# DATA SUPPLIED
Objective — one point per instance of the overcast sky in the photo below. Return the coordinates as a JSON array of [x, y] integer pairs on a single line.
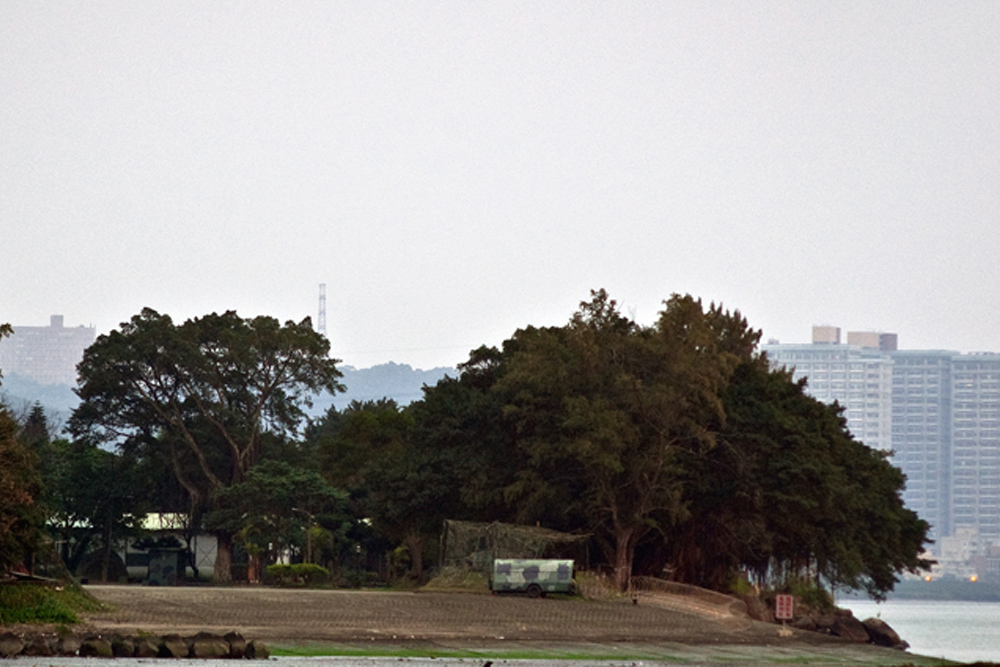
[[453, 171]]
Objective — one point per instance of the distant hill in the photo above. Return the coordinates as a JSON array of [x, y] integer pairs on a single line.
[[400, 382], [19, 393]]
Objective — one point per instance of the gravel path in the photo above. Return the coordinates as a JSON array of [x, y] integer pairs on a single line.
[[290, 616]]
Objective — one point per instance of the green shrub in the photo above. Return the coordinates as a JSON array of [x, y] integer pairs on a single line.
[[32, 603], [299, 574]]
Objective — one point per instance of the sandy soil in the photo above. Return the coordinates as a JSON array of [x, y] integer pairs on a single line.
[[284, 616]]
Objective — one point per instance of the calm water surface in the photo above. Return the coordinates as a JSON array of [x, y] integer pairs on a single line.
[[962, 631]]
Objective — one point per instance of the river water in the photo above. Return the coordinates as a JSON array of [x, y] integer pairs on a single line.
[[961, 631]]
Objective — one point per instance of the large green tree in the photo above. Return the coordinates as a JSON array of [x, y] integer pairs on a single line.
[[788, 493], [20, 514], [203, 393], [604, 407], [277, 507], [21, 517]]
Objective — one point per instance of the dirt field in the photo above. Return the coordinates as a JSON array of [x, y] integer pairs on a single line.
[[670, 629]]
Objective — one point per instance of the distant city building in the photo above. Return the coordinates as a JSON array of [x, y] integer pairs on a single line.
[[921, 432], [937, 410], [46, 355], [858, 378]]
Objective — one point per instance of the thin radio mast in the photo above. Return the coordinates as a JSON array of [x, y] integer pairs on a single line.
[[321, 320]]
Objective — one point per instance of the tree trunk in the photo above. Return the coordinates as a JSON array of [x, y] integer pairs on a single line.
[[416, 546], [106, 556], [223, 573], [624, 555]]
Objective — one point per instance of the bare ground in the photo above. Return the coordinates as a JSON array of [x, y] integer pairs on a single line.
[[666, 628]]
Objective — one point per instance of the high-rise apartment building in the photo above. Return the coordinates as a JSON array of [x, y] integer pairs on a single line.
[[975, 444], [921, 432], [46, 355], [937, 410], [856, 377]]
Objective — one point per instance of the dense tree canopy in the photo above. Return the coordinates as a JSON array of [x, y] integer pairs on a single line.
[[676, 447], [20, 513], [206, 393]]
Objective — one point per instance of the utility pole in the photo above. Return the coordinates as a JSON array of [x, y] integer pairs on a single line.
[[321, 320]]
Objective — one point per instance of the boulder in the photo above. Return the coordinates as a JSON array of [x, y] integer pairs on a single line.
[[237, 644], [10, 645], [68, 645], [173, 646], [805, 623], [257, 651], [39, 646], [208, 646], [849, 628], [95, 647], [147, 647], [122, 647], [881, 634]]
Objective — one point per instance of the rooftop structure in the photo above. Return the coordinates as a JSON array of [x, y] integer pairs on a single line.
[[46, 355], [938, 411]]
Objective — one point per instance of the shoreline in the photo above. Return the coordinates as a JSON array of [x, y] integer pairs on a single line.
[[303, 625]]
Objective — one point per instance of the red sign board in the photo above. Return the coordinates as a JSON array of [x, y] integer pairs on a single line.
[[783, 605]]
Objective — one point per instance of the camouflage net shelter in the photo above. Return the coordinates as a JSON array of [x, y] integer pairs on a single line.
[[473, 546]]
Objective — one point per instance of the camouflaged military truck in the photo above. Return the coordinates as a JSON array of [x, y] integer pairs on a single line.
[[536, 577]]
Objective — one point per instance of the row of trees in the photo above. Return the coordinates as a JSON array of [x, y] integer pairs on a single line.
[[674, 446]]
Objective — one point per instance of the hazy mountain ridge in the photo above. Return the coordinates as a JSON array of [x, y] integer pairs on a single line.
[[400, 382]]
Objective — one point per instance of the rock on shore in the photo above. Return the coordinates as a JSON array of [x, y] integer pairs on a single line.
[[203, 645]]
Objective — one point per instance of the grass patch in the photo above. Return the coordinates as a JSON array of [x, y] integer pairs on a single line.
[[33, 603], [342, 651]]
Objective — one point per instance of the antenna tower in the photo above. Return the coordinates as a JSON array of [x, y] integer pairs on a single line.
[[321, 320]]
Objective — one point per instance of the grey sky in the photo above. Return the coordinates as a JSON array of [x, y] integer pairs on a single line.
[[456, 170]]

# TASK DIRECTIONS
Write out all of the entries above again, swapping "integer pairs" for "whole-number pairs" and leaving everything else unchanged. Omit the pictures.

# WRITTEN SOLUTION
Objective — one point per instance of the overcast sky in the photo below. Return the coordinates as a JSON array of [x, y] whole-number pairs on a single line.
[[453, 171]]
Objective — one point per instance of the distant hill in the photo above. Return the coordinates as a JSON array of [x, y] whole-number pairs on a single line.
[[400, 382], [19, 393]]
Objective — one point per instance of the gravel path in the photo above. Return the coordinates as a JSON array of [x, y] whole-number pairs on a single line.
[[290, 616]]
Objective — one point per instance of the green shrub in the photo above. Return the coordinates as a JSON array of [x, y] whole-number pairs on a single line.
[[32, 603], [299, 574]]
Objective — one point per instance of the sandy soil in the photo above. Return the coordinates as a JSON array of [x, y] whole-number pairs on a single line.
[[284, 616]]
Objective — one point per instance of the calm water surface in the photo above. Return the coordinates as a JSON array of [x, y] whole-number pairs on a single line.
[[962, 631]]
Objective — one point per instance of the river water in the photo above. Return the coordinates as a JSON array of [x, y] whole-number pairs on a single line.
[[961, 631]]
Objective — one point per instance of the large green tree in the photo above. Return the coordinates as a JSON array of [x, y] whole-number pairs on a single line.
[[788, 493], [20, 514], [203, 393], [604, 407], [277, 507], [21, 517]]
Objective — one point per instance of the dirt field in the photo above. Return the coordinates as a JSON array of [x, y] whole-number pairs on a single line.
[[670, 629]]
Objective — one point per instance of the distant city building in the photo above. Return the coordinates as a JSON array of [x, y] whole-number pairs on a single line.
[[921, 432], [937, 410], [46, 355], [858, 378]]
Objective — one point per instance of the thin radio mast in the photo above. Return the coordinates as a JSON array of [x, y] whole-number pairs on a single line.
[[321, 320]]
Objective — one point per instance of the tree trunk in the photo above. Return the coordinates as a JSON array of [x, y] whole-number pairs on a single line.
[[416, 546], [106, 556], [223, 573], [624, 555]]
Objective — one point per instance of the bare ground in the photo above. Return the coordinates as a JSON array of [x, y] whole-number pairs on a single line.
[[666, 628]]
Objective — one point per instance of the high-rise apartment building in the photo above. Return the coordinates as a JSON array of [x, y] whole-number pairs on a single line.
[[975, 444], [921, 432], [46, 355], [937, 410], [856, 377]]
Objective — one point per instance of the dense tree canopy in the photo above. Return the coordinates as a JSON array of [x, y] whole-number pairs on a single line.
[[676, 447], [20, 513], [206, 393]]
Objective — one point per instance of the utility pole in the photo above. Return the coordinates as a JSON array of [x, y] whole-number pairs on a single line.
[[321, 320]]
Objective — one point per instance of the boulder in the photo above. Return the coordinates as a JSON array of [x, y] whole-number pairs on a single line.
[[237, 644], [10, 645], [68, 645], [173, 646], [805, 623], [257, 651], [39, 646], [208, 646], [849, 628], [95, 647], [147, 647], [122, 647], [881, 634]]
Objective — one point per instance of the rooftop structure in the photo above. Return the coordinates as a JSON array of [x, y] whole-number pairs on a single line.
[[46, 355], [938, 411]]
Objective — one point per instance of the shoreline in the photo above. Return the coordinates as a JSON array of [x, y] whole-number pairs on a single line.
[[303, 625]]
Objective — one point per instance of the red sign board in the photo above. Return the coordinates as a JSON array of [x, y] whole-number pairs on a single line.
[[783, 605]]
Objective — one point per instance of the camouflage net shelter in the photo above. Return the coordinates as a JSON array of [x, y] whole-number pairs on a single line.
[[473, 546]]
Objective — one point per instance of the camouflaged military truck in the photo above. Return the coordinates as a JSON array of [x, y] whole-number pairs on a single line.
[[536, 577]]
Objective — one point per instance of the row of trees in the photo above. Return the coordinates as a JSON array of [x, y] whole-number pairs on a single line.
[[674, 446]]
Objective — one point per instance of the hazy mountain ridge in the photo above. Return the coordinates as a JSON array of [x, y] whole-number pairs on a single line.
[[400, 382]]
Objective — one point per instance of the rock on shore in the photo above. Return the coordinates as a JSON array of [x, y] whole-number pairs on a single line.
[[203, 645]]
Objective — one point per instance of the grass patch in the photo above. Return the coordinates as a JSON array of [x, y] whole-number pairs on a single line.
[[33, 603], [342, 651]]
Objective — one point per instance of the antenna tower in the photo above. Return the coordinates as a JSON array of [x, y] whole-number pairs on a single line.
[[321, 320]]
Objective — one point per instance of the grey sky in the photo above. Return the coordinates as a JSON array of [x, y] whole-number pairs on a single line.
[[456, 170]]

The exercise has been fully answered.